■ WORK INSTRUCTIONS ■
(1) Extract the entire student loan glossary verbatim.
(2) Pull every line from the listing that contains the string "Class", with matching that is case-sensitive.

■ EXTRACTED TEXT ■
## Start

When you miss a student loan payment, the loan becomes delinquent. The loan will be considered delinquent until a payment is made on the loan. If the loan remains in delinquency for a specified period of time (which varies for federal vs. private student loans), it may enter default.

Direct Loan

The Direct Loan program is administered via the U.S. Department of Education. There are four main types of direct loans including Direct Subsidized Loans, Direct Unsubsidized Loans, Direct PLUS Loans, and Direct Consolidation Loans.

Direct PLUS Loan

Direct PLUS Loans are types of federal loans that are made to graduate or professional student borrowers or to the parents of undergraduate students. Direct PLUS Loans made to parents may be referred to as Parent PLUS Loans.

Disbursement

When funds for a loan are paid out by the lender.

Discharge

Student loan discharge occurs when you are no longer required to make payments on your loans. Typically, student loan discharge occurs when there are extenuating circumstances, such as the borrower has experienced a total and permanent disability or the school at which you received your loans has closed.

Discretionary Income

Discretionary income is the money remaining after you pay for necessary expenses. An individual’s discretionary income is used to help determine their loan payments on an income-driven repayment plan.

Enrollment Status

Determined by the school you attend, your enrollment status is a reflection of where you stand with the school. It includes full-time, half-time, withdrawn, and graduated.

Expected Family Contribution (EFC)

Now known as the Student Aid Index (SAI), it’s an estimation of the amount of money a student and their family is expected to pay out of pocket toward tuition and other college expenses.

Federal Work-Study

A type of financial aid, students who demonstrate financial aid may qualify for the federal work-study program, where they work part-time to earn funds to help pay for college expenses.

## End

■ DATASET CONTENT ■
## Start

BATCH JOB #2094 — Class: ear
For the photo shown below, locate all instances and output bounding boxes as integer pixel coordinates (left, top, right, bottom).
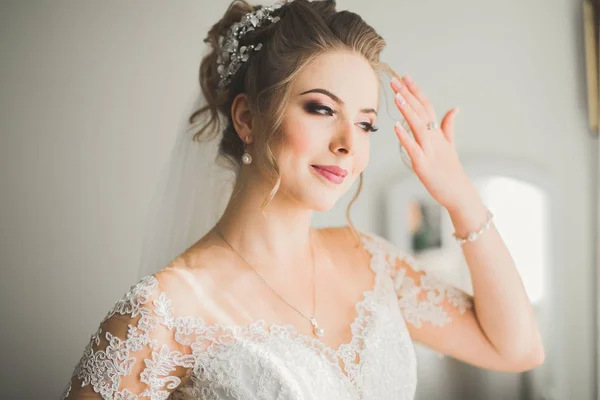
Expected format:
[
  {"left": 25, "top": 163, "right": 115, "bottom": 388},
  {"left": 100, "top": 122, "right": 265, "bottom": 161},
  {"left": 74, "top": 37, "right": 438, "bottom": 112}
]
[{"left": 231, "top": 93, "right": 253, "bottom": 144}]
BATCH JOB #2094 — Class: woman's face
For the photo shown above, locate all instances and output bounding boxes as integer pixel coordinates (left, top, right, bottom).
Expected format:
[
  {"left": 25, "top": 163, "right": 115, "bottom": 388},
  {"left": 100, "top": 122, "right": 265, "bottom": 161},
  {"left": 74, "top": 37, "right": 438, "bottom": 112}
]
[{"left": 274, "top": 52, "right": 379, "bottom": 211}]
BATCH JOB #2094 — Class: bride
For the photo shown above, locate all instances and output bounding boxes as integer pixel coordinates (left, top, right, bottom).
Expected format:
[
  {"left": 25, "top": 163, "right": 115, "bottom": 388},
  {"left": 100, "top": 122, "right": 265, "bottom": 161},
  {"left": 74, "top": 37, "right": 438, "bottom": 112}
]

## End
## Start

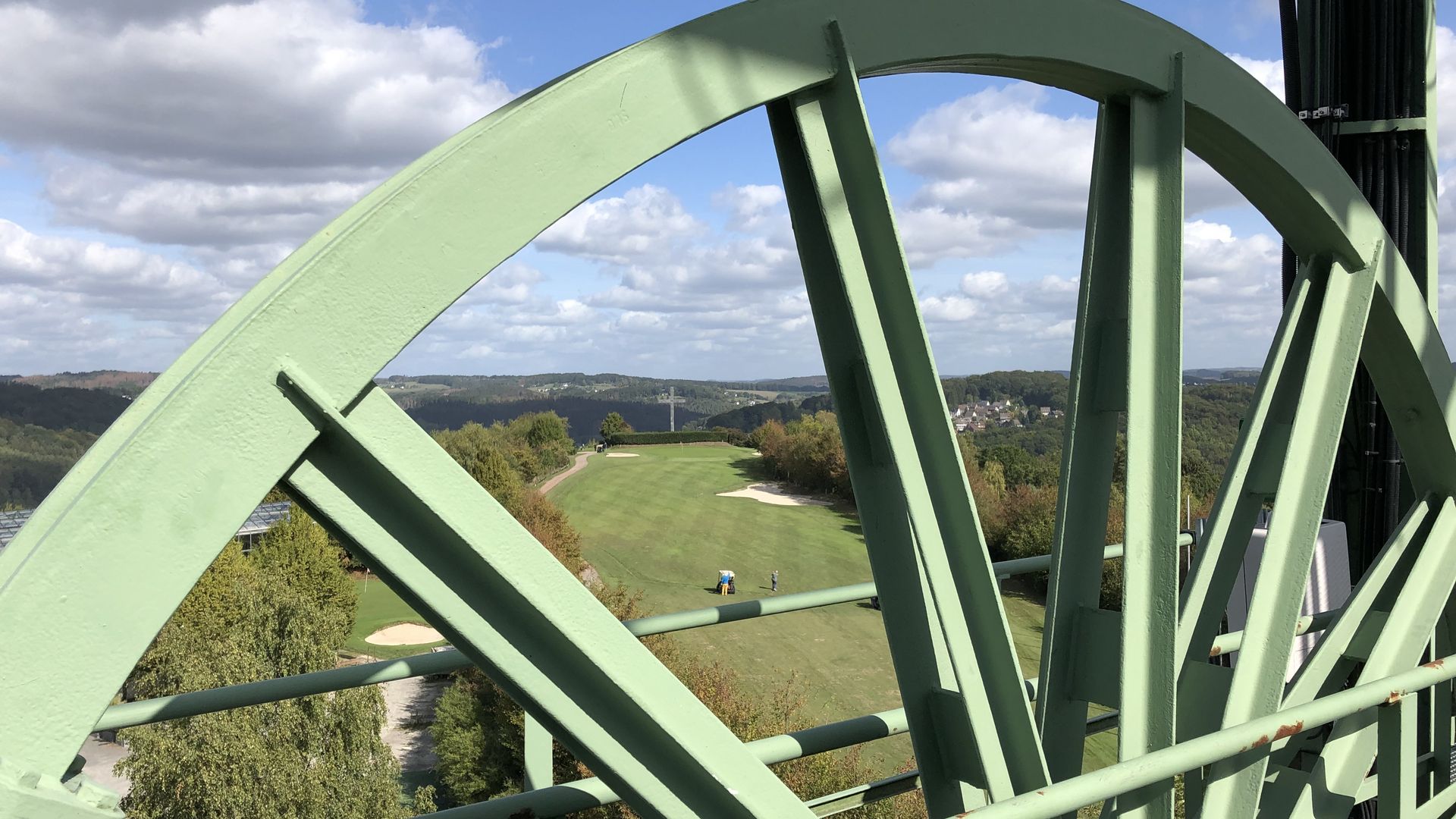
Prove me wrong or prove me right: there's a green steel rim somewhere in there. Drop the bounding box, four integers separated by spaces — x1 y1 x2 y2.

## End

■ SOLUTION LIST ■
(1)
When you miss a student loan payment, the loan becomes delinquent. The loan will be considered delinquent until a payment is made on the loan. If the loan remains in delinquency for a specified period of time (which varies for federal vs. private student loans), it may enter default.

Direct Loan

The Direct Loan program is administered via the U.S. Department of Education. There are four main types of direct loans including Direct Subsidized Loans, Direct Unsubsidized Loans, Direct PLUS Loans, and Direct Consolidation Loans.

Direct PLUS Loan

Direct PLUS Loans are types of federal loans that are made to graduate or professional student borrowers or to the parents of undergraduate students. Direct PLUS Loans made to parents may be referred to as Parent PLUS Loans.

Disbursement

When funds for a loan are paid out by the lender.

Discharge

Student loan discharge occurs when you are no longer required to make payments on your loans. Typically, student loan discharge occurs when there are extenuating circumstances, such as the borrower has experienced a total and permanent disability or the school at which you received your loans has closed.

Discretionary Income

Discretionary income is the money remaining after you pay for necessary expenses. An individual’s discretionary income is used to help determine their loan payments on an income-driven repayment plan.

Enrollment Status

Determined by the school you attend, your enrollment status is a reflection of where you stand with the school. It includes full-time, half-time, withdrawn, and graduated.

Expected Family Contribution (EFC)

Now known as the Student Aid Index (SAI), it’s an estimation of the amount of money a student and their family is expected to pay out of pocket toward tuition and other college expenses.

Federal Work-Study

A type of financial aid, students who demonstrate financial aid may qualify for the federal work-study program, where they work part-time to earn funds to help pay for college expenses.

(2)
BATCH JOB #2094 — Class: ear
BATCH JOB #2094 — Class: woman's face
BATCH JOB #2094 — Class: bride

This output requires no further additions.